> _EXERCISE GOAL_
Print the data that follows exactly, leaving nothing out.

> _RECORDS SHOWN_

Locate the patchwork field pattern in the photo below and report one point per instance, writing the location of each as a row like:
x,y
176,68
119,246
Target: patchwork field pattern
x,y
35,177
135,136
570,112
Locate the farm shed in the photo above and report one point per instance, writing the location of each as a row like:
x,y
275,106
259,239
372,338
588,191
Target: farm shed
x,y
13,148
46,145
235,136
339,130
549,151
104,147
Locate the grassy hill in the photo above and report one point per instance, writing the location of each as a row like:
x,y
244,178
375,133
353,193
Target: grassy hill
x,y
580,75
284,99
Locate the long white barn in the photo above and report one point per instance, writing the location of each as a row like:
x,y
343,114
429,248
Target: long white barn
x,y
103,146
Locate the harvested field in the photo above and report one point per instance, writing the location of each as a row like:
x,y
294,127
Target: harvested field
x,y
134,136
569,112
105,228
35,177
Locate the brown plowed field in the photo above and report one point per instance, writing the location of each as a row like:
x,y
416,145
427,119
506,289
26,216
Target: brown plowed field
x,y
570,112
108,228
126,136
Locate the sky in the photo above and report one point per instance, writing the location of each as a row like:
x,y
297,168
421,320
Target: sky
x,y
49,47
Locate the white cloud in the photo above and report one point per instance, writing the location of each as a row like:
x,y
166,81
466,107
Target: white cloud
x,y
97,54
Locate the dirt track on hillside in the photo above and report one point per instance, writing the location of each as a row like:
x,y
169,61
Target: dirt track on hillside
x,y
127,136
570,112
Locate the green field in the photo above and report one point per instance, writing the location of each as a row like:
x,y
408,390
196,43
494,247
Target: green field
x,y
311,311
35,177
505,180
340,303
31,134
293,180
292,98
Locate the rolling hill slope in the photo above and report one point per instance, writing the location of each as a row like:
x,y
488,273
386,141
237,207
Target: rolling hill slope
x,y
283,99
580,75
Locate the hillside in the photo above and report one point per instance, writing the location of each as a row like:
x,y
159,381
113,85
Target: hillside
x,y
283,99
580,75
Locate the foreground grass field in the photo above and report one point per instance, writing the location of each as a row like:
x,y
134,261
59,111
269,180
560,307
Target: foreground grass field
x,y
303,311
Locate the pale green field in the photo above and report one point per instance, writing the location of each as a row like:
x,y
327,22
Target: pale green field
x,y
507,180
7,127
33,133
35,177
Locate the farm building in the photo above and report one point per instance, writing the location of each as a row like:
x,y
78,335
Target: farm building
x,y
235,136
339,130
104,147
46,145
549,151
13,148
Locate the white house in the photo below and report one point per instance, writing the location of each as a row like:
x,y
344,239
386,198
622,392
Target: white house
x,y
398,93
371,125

> _TASK RESULT_
Locate the patchwork field pattern in the photo below and report one point per instance, writing the location of each as a row like:
x,y
176,68
119,246
Target: patchwork field pattern
x,y
35,177
135,136
570,112
Locate the farm shed in the photo above and report one point per instance, writing the location of each as a row like:
x,y
275,106
259,239
372,338
588,191
Target: farm shed
x,y
13,148
46,145
235,136
339,130
549,151
104,147
Locate the grassy hill in the photo above and report one point per instance, writing the location of each as a row like:
x,y
244,178
375,133
353,193
Target: grassy hill
x,y
580,75
284,99
Locate the long white barn in the photo above and report one point per instance, writing the location of each as a row like:
x,y
343,114
429,248
Target: long white barn
x,y
103,146
Locate the harvested field in the photo above and report one point per instance, writing the location of each as a row like:
x,y
294,127
Target: harvested field
x,y
134,136
569,112
105,228
35,177
Locate the brown plowed field in the photo above and report one point per instance, writing the location of each as a row like:
x,y
416,145
427,119
506,289
26,216
Target: brown plowed field
x,y
570,112
108,228
126,136
Locate the sky in the photo above and report one point per instance, writing the location of each as a row like:
x,y
297,168
421,320
Target: sky
x,y
49,47
Locate the white cloud in the photo above and report one point per instance, writing the location of each as a row like:
x,y
166,81
466,107
Target: white cloud
x,y
97,54
Locate the dirt track on hillside in the photo above and report one point per instance, writing the location of each as a row like:
x,y
169,61
Target: dirt track on hillside
x,y
127,136
570,112
Locate the green field in the photo above and report one point per instance, writing the location of each as a row like:
x,y
408,390
196,43
494,247
Target: green field
x,y
311,311
35,177
505,180
340,303
31,134
293,180
292,98
Locate the rolling hill slope in the photo above and report one point per instance, writing the location of each as a row like:
x,y
488,273
386,141
237,207
Target: rolling hill slope
x,y
283,99
580,75
Locate the hillside in the photo above and report one point per instance, writing the location of each as a row like:
x,y
159,381
113,85
Target: hillside
x,y
283,99
580,75
Locate the foreground grass field in the photo above and report one point per instance, writing the location of each as a row like:
x,y
134,261
59,111
269,180
560,307
Target: foreground grass field
x,y
303,311
Locate the pale green field in the photo above and report one point per instance, writing the location of each as a row like:
x,y
327,22
Target: pale green field
x,y
507,180
7,127
33,133
35,177
Locate the farm building in the photo above and report one point per instance, writing the location of each as a row like:
x,y
78,335
Target: farm building
x,y
235,136
339,130
104,147
46,145
549,151
13,148
Locate the white house in the photo below and report one point per instance, writing the location of each as a row like:
x,y
344,239
386,198
622,392
Target: white house
x,y
398,93
371,125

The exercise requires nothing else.